# Text block
An Online Shift in China Muffles an Open Forum

By IAN JOHNSON

JULY 4, 2014

BEIJING — For the past few years, social media in China has been dominated by the Twitter-like Sina Weibo, a microblogging service that created an online sphere of freewheeling public debate, incubating social change and at times even holding politicians accountable in a country where traditional media outlets are severely constrained.

But in recent months, Weibo has been eclipsed by the Facebook-like WeChat, which allows instant messaging within self-selected circles of followers.

The shift from public to semiprivate communication, accelerated by a government crackdown on Weibo, has fundamentally reordered the social media landscape for the country’s 600 million Internet users, curbing what had been modern China’s most open public forum.

“This is a new phase for social media in China,” said Hu Yong, a journalism professor at Peking University. “It is the decline of the first large-scale forum for information in China and the rise of something more narrowly focused.”

[Natural language region descriptions]
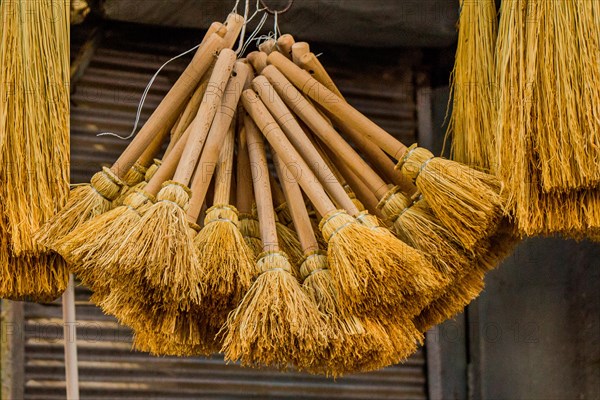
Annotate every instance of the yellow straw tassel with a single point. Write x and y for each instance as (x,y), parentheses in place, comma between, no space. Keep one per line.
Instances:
(473,117)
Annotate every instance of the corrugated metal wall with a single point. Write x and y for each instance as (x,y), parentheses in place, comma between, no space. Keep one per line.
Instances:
(105,99)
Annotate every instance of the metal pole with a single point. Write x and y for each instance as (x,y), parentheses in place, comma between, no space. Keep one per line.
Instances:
(70,336)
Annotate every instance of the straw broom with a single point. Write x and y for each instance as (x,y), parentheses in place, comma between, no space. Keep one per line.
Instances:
(227,263)
(354,344)
(374,155)
(33,119)
(158,253)
(276,321)
(288,239)
(421,229)
(392,201)
(248,224)
(468,202)
(374,272)
(219,244)
(472,86)
(90,259)
(88,201)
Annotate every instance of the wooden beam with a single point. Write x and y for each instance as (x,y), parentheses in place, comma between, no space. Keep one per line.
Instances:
(85,55)
(12,350)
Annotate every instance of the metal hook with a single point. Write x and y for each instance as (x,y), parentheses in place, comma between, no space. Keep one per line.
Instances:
(274,12)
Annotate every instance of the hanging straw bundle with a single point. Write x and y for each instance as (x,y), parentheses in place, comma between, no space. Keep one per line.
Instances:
(34,143)
(472,86)
(354,344)
(373,271)
(88,201)
(276,322)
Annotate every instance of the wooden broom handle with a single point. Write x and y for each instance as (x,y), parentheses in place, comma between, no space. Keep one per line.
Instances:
(298,50)
(321,127)
(348,115)
(284,45)
(278,195)
(224,173)
(268,46)
(310,63)
(362,192)
(258,59)
(190,111)
(169,165)
(206,113)
(171,105)
(234,24)
(262,189)
(302,143)
(214,142)
(296,206)
(275,136)
(244,195)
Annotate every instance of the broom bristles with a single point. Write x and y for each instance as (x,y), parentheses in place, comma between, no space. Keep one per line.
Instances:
(276,323)
(467,202)
(290,245)
(374,272)
(473,116)
(250,230)
(85,202)
(418,227)
(90,248)
(226,262)
(42,278)
(453,302)
(353,343)
(161,244)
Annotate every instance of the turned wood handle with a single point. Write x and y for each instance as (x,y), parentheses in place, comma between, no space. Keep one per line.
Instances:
(244,196)
(347,115)
(214,142)
(296,206)
(323,129)
(169,165)
(171,105)
(362,191)
(262,189)
(268,46)
(302,143)
(190,111)
(310,63)
(284,45)
(278,196)
(298,50)
(206,113)
(258,59)
(224,173)
(277,139)
(234,24)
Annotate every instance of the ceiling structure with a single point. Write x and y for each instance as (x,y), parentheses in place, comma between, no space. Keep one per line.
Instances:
(367,23)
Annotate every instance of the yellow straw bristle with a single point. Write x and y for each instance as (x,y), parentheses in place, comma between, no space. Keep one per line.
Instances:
(276,323)
(375,273)
(473,86)
(90,248)
(467,202)
(226,262)
(250,229)
(85,202)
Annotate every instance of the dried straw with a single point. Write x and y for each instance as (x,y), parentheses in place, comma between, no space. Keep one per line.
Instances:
(472,86)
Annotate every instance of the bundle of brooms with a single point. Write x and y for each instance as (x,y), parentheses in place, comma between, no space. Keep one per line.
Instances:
(34,144)
(192,276)
(526,101)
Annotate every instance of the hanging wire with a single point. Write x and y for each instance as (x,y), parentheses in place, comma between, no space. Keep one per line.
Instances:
(145,94)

# Exercises to complete
1) According to the article on China's social media shift, which service has eclipsed Sina Weibo in recent months?
2) Write the next part of the article on China's social media shift, picking up after its last paragraph.

# Written responses
1) WeChat

2)
WeChat has its advantages and its defenders. It is less censored than Weibo, and some users say it allows them to speak more freely, knowing that their conversations are private. Many users relish its added functions, including voice messaging.

In May, though, the government announced that WeChat would be more heavily monitored. Saying that instant messaging services were being used to spread “violence, terrorism and pornography,” the agency charged with policing the Internet said it would “firmly fight infiltration from hostile forces at home and abroad,” according to a government statement.

In its heyday, Weibo promised much more. It came to prominence in 2011 after a high-speed rail crash killed 40 people. Weibo users detailed the mayhem and government shortcomings that led to the accident. It was a signal moment in the Internet’s coming of age in China, a reminder of how the medium could challenge even a formidable authoritarian government.

Weibo is still important. Boundary-pushing news and commentaries are still more easily found there than in the more tightly controlled world of government newspapers and magazines. It also remains popular for following celebrities and gossip. It reported in March that it had 66 million daily users, up 37 percent over a year earlier.

But government figures show that the overall number of microblog users, including those using Weibo and services from other providers, fell by 9 percent last year, with many migrating to WeChat. That shift, along with a general decline in technology stocks, contributed to a disappointing New York stock market listing in April for Weibo, which raised $286 million instead of the anticipated $500 million.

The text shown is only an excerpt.